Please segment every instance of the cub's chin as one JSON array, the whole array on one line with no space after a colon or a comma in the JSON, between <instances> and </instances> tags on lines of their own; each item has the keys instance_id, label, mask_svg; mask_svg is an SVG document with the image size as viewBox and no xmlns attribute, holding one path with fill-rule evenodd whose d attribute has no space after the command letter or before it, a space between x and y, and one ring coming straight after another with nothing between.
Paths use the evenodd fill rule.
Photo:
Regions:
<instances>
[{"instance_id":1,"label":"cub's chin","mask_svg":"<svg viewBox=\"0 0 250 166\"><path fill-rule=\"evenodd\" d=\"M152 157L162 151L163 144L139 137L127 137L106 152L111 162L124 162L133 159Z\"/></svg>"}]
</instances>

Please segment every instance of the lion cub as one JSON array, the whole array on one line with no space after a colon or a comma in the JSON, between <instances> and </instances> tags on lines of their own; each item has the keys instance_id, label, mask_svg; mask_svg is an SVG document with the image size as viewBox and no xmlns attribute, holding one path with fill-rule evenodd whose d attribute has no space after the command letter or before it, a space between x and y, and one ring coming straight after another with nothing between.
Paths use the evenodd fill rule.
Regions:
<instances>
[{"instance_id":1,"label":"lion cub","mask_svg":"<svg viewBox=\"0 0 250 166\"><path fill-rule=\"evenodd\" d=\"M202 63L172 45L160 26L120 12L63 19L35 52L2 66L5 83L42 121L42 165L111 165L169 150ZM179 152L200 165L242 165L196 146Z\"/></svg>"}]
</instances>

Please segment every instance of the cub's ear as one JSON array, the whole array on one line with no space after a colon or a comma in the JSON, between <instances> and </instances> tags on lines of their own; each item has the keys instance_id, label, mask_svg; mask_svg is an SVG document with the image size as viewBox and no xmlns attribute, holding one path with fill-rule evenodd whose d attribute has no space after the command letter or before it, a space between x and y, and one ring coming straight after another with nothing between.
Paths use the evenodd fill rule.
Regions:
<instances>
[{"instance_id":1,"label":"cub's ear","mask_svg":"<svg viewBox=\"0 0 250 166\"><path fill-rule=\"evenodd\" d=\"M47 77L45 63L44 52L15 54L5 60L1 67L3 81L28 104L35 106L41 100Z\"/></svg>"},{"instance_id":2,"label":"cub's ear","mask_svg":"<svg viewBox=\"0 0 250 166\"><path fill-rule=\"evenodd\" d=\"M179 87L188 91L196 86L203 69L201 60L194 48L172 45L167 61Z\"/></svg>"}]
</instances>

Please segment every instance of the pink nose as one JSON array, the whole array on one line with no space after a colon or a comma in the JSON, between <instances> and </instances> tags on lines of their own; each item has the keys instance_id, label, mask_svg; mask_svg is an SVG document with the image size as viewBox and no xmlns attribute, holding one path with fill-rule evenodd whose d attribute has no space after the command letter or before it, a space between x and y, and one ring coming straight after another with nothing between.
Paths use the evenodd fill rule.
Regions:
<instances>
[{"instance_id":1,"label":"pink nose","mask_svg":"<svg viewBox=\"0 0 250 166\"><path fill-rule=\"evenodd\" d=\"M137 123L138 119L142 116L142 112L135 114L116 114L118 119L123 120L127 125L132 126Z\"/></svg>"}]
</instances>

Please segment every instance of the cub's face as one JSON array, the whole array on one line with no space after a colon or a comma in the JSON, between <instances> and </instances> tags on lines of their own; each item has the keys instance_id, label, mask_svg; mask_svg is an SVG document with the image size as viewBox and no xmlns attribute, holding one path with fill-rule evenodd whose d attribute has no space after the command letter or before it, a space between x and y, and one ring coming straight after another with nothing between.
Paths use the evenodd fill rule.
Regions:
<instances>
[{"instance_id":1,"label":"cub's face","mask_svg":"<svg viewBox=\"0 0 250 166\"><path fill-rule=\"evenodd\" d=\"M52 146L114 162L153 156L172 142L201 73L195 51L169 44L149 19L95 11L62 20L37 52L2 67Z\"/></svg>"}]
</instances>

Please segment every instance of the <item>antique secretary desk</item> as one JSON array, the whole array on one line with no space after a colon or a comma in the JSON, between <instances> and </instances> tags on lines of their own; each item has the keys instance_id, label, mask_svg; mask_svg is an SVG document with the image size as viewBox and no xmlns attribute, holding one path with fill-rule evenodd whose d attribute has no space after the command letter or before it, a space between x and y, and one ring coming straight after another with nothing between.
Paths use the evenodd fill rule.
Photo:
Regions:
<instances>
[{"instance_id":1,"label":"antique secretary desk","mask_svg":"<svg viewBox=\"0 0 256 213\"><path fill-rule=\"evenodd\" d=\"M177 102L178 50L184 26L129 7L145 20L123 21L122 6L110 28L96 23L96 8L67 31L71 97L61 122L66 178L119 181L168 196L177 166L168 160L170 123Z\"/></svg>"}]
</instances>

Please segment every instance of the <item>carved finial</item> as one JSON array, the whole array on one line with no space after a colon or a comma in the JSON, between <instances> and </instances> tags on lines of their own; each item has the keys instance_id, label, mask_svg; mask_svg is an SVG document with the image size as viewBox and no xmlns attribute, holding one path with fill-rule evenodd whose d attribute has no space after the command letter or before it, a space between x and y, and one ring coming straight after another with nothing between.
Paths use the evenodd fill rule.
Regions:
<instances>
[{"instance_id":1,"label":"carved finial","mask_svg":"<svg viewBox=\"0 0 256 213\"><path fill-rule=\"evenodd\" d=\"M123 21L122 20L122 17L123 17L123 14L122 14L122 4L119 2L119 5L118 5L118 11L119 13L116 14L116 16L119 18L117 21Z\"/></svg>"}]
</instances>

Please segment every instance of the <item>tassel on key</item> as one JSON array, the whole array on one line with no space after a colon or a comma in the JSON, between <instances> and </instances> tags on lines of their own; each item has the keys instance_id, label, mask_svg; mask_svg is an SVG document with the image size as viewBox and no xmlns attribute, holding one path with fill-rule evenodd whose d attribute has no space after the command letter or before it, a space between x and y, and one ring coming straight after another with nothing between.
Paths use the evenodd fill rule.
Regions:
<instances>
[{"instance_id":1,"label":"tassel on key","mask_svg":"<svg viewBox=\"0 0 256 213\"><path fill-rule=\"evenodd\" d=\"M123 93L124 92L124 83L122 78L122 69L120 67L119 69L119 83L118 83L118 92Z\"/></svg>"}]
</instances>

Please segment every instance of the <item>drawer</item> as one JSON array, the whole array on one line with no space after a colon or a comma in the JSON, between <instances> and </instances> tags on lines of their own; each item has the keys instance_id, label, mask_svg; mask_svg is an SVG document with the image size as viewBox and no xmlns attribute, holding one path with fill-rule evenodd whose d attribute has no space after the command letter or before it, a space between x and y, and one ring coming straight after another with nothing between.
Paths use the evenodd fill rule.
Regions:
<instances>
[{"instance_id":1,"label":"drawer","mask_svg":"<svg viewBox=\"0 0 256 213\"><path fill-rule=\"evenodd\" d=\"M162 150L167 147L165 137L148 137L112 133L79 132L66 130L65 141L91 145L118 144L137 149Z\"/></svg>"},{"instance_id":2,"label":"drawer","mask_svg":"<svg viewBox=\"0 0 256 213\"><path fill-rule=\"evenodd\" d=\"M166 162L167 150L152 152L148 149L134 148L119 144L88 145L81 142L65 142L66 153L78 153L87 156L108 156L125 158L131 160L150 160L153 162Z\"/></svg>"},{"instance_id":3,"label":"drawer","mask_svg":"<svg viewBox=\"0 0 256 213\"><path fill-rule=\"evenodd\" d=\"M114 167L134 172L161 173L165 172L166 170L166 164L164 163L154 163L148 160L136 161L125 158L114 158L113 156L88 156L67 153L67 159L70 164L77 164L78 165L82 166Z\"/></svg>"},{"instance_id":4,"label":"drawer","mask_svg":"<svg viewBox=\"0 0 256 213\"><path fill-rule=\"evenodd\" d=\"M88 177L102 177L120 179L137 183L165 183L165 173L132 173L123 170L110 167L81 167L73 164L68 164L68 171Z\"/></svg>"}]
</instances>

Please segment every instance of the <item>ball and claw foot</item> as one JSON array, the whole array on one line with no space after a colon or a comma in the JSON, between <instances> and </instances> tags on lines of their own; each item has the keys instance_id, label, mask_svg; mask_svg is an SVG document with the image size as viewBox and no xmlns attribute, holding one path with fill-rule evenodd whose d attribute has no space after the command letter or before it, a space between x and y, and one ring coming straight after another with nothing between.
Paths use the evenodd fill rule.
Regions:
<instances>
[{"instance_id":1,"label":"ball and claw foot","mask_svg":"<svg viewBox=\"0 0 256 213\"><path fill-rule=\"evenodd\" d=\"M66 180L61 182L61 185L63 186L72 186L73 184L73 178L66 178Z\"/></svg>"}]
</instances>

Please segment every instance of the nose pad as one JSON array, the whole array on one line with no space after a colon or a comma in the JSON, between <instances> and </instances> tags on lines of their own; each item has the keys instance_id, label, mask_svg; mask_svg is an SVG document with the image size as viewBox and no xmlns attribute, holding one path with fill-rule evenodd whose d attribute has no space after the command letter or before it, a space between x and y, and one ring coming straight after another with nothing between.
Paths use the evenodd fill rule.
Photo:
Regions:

§ Problem to work on
Repeat only the stretch of lines that begins at the line containing "Please segment every instance of the nose" and ends at the last line above, both included.

§ Solved problem
Please segment every instance of the nose pad as one JSON array, the whole array on one line with no space after a colon or a comma in the JSON, between <instances> and </instances> tags on lines of their own; each item has the keys instance_id, label, mask_svg; mask_svg is an SVG document with the image size as viewBox and no xmlns attribute, holding one path with fill-rule evenodd whose d attribute has no space after the command letter or before it, a space between x and y, and one ring coming straight after another with nothing between.
Paths use the evenodd fill rule.
Photo:
Regions:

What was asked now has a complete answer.